Entries shown below:

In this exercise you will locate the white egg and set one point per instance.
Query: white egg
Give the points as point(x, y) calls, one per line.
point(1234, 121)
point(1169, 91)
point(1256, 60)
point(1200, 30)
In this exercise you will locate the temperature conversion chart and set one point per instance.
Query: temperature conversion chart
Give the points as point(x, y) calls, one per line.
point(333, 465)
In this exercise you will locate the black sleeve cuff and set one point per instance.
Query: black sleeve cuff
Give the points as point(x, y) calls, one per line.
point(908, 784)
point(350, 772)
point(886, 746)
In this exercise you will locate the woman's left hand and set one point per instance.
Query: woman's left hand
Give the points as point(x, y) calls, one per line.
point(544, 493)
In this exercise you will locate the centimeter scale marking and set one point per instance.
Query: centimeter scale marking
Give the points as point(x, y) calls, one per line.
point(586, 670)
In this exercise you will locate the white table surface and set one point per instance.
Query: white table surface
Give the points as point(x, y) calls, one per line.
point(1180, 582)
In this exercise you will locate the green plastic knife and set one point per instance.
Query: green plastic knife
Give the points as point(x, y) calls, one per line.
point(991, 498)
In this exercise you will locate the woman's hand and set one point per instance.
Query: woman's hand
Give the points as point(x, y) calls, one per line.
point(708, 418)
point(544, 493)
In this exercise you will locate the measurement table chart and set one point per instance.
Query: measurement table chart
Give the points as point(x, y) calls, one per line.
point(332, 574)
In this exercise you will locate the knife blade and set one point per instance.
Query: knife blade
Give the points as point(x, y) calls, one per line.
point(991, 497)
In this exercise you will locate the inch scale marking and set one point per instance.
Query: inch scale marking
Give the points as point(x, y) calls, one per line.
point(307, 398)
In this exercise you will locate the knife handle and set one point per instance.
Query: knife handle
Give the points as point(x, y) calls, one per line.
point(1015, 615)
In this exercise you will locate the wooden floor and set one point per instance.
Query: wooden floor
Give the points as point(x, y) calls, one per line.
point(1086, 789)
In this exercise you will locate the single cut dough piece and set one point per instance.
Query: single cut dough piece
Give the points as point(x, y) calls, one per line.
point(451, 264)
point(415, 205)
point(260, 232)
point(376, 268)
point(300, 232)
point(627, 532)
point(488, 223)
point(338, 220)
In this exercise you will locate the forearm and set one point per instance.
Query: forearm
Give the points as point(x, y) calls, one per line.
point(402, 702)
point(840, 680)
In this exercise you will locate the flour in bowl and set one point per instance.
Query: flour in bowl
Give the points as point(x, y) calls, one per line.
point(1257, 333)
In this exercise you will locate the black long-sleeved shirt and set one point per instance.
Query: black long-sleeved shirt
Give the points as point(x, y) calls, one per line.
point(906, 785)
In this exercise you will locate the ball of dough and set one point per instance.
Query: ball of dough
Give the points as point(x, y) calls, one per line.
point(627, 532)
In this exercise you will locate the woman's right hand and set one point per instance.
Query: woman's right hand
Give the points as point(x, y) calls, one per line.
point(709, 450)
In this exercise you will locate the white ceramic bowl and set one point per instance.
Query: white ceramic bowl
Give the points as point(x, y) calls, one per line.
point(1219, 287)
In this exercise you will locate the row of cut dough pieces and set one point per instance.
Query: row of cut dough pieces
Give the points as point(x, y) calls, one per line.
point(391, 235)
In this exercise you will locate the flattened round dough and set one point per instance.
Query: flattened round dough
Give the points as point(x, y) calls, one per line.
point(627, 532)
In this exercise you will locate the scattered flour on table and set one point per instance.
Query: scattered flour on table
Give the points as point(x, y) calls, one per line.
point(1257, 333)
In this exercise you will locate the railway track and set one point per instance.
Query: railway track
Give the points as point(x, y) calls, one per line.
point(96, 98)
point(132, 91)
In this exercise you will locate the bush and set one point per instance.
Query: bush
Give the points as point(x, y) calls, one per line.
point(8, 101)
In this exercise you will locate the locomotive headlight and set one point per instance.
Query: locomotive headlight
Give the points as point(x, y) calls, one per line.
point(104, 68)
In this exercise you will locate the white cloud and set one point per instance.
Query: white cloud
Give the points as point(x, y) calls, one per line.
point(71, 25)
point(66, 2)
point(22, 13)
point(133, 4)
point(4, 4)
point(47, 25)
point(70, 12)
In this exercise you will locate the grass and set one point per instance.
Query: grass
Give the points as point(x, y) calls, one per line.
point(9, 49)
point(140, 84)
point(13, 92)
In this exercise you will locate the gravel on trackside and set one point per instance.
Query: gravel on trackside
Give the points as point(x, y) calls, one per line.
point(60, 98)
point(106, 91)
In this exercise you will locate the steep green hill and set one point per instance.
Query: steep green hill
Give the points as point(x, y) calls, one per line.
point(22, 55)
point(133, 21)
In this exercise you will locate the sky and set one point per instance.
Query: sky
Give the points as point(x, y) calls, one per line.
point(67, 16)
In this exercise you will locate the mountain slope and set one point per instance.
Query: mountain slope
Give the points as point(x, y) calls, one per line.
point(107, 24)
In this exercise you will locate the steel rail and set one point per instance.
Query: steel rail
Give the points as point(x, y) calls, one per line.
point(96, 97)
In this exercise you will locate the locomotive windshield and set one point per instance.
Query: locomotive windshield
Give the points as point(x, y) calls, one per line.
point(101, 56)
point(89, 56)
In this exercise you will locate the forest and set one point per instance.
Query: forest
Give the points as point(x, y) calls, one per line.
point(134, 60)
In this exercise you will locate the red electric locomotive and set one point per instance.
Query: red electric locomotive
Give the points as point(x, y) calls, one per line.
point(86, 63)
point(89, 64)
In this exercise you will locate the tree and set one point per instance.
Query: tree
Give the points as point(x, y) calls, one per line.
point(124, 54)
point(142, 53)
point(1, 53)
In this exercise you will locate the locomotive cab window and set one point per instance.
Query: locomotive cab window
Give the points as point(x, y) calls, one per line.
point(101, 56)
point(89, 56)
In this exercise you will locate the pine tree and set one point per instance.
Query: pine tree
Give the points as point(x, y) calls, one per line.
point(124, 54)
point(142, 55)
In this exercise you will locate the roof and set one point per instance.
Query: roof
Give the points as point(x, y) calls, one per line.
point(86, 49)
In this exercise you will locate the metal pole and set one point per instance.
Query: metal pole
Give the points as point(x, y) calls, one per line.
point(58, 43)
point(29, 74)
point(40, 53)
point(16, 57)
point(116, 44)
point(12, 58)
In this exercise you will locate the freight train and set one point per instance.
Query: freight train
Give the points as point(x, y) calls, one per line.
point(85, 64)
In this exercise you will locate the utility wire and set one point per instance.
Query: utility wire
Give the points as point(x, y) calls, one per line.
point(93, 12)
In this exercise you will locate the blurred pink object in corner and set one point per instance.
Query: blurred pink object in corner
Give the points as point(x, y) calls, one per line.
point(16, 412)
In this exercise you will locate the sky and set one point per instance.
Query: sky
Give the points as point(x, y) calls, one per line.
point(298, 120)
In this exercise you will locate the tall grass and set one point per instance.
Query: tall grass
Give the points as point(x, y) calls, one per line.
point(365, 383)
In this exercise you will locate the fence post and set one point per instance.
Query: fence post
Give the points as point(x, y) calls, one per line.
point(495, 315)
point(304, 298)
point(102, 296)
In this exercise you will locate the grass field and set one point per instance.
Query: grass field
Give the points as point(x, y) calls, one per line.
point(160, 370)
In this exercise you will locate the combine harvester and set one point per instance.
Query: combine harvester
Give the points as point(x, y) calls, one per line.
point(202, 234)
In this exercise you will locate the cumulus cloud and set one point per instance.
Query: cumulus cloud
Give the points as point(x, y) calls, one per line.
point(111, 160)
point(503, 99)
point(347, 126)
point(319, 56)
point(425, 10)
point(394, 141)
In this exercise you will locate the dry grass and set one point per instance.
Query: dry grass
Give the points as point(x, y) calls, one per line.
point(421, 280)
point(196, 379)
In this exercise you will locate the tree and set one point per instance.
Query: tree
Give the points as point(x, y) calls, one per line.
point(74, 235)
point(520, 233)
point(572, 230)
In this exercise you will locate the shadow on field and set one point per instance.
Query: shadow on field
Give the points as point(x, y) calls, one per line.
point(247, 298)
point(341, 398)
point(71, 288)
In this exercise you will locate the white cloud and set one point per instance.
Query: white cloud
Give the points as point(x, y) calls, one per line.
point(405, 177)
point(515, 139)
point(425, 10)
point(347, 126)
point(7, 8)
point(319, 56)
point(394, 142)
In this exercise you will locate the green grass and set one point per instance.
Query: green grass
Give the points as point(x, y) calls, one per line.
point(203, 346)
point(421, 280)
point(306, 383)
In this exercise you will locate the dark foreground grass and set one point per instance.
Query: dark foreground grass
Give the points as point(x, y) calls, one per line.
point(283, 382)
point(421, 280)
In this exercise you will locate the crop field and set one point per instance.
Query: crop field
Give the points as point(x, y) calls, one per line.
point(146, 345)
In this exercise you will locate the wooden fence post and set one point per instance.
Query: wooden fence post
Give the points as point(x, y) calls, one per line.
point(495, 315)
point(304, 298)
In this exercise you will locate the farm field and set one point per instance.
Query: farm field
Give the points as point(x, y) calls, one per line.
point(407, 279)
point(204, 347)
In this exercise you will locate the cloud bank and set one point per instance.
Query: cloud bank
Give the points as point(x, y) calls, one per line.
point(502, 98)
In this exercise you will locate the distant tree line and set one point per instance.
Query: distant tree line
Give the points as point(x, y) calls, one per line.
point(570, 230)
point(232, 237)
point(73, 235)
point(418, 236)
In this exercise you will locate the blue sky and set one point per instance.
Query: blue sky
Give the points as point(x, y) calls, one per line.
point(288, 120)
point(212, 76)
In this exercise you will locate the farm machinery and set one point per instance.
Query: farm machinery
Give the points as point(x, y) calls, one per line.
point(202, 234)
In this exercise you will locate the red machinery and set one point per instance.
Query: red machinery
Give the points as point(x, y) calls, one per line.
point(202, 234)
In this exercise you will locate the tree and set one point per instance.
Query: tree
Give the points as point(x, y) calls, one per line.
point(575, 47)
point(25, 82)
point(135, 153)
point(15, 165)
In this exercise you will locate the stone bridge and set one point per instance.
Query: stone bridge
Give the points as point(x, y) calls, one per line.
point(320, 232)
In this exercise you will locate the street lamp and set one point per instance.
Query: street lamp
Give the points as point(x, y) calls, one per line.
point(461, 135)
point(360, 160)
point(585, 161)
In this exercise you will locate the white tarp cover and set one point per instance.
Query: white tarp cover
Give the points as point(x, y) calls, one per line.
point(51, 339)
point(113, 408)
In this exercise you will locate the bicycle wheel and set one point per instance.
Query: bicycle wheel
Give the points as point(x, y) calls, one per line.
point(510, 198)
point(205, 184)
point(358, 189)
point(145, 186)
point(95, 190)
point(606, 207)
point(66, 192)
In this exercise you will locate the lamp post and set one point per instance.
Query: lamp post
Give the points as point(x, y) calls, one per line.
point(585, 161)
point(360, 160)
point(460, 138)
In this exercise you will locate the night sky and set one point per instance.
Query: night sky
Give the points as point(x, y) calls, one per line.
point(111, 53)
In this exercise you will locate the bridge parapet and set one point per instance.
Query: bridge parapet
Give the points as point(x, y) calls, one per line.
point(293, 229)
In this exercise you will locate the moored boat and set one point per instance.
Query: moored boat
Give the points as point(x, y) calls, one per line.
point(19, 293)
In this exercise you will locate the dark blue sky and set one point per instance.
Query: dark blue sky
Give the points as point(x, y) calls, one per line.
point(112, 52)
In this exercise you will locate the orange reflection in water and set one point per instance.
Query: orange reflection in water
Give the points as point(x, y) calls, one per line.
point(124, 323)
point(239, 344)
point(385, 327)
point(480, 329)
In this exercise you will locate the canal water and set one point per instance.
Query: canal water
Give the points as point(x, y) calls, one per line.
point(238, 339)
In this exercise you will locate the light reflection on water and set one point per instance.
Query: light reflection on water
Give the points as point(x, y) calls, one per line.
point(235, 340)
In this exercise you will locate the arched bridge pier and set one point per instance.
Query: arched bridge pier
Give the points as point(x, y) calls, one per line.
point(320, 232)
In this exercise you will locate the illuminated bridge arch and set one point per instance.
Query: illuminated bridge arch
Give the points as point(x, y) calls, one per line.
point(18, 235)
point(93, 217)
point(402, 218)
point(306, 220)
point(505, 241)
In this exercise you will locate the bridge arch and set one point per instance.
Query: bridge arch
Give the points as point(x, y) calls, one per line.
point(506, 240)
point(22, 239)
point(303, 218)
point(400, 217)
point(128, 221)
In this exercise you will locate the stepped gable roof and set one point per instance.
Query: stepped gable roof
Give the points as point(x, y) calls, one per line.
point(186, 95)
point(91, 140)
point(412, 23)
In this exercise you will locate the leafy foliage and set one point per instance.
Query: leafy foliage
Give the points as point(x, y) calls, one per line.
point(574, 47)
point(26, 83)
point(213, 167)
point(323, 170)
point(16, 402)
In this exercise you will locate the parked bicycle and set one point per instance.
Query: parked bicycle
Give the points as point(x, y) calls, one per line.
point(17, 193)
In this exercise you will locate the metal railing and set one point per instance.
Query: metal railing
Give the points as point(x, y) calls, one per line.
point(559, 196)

End of Entries shown.

**Task instructions:** All that is wanted is an exact copy of the lines above from the one with "In this exercise you will locate the illuminated" through the one with "In this exercise you will locate the bridge arch", with both ends included.

**Answer to the exercise:**
In this exercise you will locate the illuminated bridge arch and set one point per instance.
Query: illuminated bridge arch
Give the points as point(x, y) calls, one per line.
point(18, 235)
point(93, 217)
point(402, 218)
point(306, 220)
point(505, 241)
In this exercise you will locate the bridge arch and set one point per instance.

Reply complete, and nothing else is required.